--- TEXTO DE PARTIDA ---
= = = = = = =

REPORTAJE
Crónica de un día en el estudio de filmación de Blade 2. en Praga
Sólo Hollywood es capaz de financiar el cine fantástico de Guillermo del Toro
LEONARDO GARCIA TSAO ENVIADO
Praga, Checoslovaquia. Una vez concluido el festival de Cannes, mi intención era viajar al día siguiente a Praga, donde Guillermo del Toro se encuentra filmando Blade 2: Bloodlust. No había vuelto por esos lares desde que en 1987 un inflexible guardia checoslovaco me bajó de un tren a las tres de la mañana, en un pueblo fronterizo con Alemania (entonces del Este), por no traer la visa correspondiente, aun cuando mi destino final era Hungría.

= = = = = = =

--- TAREA SOLICITADA A ---
Traduce al inglés la siguiente oración de la crónica sobre el rodaje de Blade 2 en Praga: "Una vez concluido el festival de Cannes, mi intención era viajar al día siguiente a Praga, donde Guillermo del Toro se encuentra filmando Blade 2: Bloodlust."

--- DATOS PROPORCIONADOS ---
= = = = = = =

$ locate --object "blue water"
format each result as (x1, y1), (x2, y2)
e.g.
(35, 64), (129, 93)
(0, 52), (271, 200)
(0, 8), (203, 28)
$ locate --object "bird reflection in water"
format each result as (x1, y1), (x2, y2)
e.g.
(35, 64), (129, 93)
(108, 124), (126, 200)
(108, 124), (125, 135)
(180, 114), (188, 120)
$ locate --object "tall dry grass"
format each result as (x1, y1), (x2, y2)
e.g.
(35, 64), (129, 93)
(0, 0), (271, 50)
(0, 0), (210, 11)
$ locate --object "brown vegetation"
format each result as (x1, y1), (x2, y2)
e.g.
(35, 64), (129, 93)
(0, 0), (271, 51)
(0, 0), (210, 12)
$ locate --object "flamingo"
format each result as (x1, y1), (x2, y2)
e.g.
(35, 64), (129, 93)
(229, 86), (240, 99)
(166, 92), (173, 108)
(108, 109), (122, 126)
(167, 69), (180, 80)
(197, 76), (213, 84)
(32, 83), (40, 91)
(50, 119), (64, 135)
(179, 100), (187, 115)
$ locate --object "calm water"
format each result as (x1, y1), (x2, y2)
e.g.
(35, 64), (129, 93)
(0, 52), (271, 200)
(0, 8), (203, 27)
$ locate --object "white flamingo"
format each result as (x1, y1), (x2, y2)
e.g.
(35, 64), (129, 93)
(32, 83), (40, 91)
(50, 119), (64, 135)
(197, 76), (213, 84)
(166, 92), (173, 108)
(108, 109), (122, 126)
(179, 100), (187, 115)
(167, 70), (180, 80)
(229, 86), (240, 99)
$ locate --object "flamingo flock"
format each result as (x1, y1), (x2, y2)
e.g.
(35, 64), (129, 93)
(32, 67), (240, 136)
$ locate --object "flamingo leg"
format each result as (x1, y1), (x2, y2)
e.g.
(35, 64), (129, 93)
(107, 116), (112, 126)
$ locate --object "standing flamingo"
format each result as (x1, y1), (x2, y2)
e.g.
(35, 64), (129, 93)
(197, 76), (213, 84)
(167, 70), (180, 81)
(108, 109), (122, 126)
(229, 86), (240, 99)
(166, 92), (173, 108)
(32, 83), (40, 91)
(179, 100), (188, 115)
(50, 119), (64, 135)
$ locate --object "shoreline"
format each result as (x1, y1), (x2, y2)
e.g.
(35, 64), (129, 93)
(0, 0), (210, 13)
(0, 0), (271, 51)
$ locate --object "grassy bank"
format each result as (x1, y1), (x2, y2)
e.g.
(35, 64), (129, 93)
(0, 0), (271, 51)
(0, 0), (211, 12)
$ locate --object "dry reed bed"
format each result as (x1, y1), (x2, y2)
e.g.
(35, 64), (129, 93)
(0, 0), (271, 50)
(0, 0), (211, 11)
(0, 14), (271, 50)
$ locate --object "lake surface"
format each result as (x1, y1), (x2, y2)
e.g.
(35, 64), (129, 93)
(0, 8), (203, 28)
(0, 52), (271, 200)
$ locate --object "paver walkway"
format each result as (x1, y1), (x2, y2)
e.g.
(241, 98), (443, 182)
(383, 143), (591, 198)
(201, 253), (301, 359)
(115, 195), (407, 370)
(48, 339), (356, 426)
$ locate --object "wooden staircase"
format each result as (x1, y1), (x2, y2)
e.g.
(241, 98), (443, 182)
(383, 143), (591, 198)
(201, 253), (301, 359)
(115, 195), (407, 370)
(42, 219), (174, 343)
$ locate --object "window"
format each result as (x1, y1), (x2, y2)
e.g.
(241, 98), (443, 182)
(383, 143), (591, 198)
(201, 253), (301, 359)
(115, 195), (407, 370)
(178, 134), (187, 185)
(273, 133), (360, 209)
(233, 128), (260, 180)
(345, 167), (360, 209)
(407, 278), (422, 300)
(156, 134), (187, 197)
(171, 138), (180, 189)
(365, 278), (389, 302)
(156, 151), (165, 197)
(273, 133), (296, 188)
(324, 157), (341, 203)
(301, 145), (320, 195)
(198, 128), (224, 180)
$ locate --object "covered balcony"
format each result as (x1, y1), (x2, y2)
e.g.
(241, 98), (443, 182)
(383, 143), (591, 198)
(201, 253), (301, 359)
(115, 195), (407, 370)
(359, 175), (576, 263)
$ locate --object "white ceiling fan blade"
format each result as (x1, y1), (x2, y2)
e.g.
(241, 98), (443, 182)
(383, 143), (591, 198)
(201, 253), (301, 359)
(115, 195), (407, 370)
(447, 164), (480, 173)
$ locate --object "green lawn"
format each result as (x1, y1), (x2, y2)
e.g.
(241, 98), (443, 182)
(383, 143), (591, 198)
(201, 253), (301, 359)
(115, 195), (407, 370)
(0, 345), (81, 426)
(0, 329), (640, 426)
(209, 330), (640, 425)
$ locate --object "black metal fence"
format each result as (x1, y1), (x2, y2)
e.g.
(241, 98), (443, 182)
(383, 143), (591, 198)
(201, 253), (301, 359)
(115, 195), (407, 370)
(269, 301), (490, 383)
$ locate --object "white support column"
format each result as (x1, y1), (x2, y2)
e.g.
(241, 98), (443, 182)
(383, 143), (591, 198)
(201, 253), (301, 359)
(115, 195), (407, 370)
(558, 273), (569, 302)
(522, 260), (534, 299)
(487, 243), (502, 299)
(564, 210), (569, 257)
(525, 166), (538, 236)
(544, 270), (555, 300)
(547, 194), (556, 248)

= = = = = = =

--- TAREA SOLICITADA B ---
Cuenta cuántas líneas de las entradas contienen la cadena "water", teniendo en cuenta mayúsculas y minúsculas. Indica únicamente el número.

--- RESULTADO A ---
Once the Cannes festival was over, my intention was to travel to Prague the next day, where Guillermo del Toro is filming Blade 2: Bloodlust.

--- RESULTADO B ---
3